+++ SUPPLIED MATERIAL

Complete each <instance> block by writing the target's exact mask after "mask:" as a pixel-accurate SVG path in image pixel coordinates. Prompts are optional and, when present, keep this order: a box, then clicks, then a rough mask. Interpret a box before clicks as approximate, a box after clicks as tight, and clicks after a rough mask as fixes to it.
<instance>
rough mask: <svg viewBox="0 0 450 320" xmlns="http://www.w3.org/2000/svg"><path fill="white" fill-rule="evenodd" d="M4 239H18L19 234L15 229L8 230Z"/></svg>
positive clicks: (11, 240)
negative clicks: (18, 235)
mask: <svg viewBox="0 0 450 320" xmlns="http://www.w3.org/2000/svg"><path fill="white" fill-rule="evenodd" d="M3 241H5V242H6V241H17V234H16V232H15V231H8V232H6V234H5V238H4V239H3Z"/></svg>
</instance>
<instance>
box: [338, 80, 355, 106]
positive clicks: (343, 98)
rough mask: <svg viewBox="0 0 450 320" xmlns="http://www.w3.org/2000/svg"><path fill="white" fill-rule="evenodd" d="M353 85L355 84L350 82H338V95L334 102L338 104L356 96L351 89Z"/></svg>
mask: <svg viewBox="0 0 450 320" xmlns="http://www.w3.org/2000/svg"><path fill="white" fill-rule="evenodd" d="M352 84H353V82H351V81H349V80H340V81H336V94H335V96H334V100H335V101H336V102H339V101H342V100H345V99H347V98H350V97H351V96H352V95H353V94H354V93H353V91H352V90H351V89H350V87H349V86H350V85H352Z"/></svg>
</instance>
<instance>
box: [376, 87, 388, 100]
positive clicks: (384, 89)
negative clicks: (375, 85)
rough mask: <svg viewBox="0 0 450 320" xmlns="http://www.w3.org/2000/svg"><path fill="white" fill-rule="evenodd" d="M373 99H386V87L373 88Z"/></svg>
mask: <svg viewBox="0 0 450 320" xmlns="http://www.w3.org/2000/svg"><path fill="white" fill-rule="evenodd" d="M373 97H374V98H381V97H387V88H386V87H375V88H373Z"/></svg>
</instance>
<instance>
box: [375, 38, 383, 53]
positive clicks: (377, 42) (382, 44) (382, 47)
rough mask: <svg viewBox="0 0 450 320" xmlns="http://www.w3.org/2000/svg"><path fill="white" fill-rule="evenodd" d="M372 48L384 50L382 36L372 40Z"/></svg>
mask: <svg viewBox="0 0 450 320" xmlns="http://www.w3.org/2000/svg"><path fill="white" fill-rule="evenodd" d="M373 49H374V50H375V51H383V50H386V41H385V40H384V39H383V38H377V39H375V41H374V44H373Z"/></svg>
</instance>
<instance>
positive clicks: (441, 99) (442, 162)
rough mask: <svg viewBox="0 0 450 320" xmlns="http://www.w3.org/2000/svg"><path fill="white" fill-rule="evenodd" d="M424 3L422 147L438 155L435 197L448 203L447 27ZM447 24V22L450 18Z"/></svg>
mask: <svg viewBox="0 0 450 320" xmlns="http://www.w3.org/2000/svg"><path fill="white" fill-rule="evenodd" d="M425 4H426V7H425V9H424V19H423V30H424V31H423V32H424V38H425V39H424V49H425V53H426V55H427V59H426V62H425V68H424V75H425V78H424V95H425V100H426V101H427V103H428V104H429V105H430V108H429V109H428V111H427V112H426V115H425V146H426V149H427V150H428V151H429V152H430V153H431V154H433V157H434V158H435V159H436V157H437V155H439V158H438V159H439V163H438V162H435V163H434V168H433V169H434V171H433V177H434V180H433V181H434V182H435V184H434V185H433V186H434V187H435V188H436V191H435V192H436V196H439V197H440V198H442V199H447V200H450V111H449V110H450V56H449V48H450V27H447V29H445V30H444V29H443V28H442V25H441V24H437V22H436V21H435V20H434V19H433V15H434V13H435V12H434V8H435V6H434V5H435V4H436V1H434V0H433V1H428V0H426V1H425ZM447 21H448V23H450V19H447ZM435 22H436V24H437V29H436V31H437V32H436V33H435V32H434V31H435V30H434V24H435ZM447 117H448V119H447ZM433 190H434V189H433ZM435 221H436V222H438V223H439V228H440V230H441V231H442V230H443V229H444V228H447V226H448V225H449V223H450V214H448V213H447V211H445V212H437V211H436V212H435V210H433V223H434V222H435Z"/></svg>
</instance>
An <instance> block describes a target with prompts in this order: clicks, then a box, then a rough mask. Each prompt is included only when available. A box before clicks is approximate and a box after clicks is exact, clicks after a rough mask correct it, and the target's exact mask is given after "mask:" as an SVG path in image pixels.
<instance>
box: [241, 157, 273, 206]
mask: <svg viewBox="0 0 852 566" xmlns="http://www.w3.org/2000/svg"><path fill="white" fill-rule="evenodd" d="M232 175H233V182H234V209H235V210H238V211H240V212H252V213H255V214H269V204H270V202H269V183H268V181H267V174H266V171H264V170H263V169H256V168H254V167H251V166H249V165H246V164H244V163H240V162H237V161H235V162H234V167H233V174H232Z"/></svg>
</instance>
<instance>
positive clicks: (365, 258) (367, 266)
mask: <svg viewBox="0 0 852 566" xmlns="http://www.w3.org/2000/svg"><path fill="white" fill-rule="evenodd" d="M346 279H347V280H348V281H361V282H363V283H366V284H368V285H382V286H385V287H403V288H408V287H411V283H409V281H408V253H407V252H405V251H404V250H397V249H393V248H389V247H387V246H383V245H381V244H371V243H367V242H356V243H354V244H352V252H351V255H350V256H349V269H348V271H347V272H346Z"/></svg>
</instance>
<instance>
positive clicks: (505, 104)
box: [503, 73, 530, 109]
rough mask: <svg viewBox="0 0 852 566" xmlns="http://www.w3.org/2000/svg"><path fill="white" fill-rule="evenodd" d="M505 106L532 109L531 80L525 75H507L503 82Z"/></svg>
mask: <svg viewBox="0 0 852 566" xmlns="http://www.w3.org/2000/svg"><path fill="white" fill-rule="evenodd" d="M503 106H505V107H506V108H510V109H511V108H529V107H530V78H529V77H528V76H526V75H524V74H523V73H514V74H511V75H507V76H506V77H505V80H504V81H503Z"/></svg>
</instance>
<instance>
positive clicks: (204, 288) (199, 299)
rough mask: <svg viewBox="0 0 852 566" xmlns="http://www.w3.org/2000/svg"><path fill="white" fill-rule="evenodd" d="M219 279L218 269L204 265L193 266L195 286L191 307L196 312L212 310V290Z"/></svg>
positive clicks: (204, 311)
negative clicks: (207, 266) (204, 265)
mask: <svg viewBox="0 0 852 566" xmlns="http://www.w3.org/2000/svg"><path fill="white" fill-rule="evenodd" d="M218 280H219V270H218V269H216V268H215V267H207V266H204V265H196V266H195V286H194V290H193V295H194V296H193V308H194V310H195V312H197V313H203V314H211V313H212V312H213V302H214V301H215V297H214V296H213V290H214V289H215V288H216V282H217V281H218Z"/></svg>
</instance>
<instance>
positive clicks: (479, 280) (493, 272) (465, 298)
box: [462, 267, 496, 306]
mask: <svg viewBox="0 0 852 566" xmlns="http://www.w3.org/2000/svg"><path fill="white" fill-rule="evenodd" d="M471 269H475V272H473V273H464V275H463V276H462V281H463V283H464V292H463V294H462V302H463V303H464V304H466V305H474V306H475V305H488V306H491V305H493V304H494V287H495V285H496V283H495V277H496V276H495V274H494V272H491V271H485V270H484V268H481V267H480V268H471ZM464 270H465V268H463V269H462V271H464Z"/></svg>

++++++

■ REQUIRED WORK
Whenever a line holds "before", it counts; state the total for the records and add nothing.

■ EXERCISE RESPONSE
2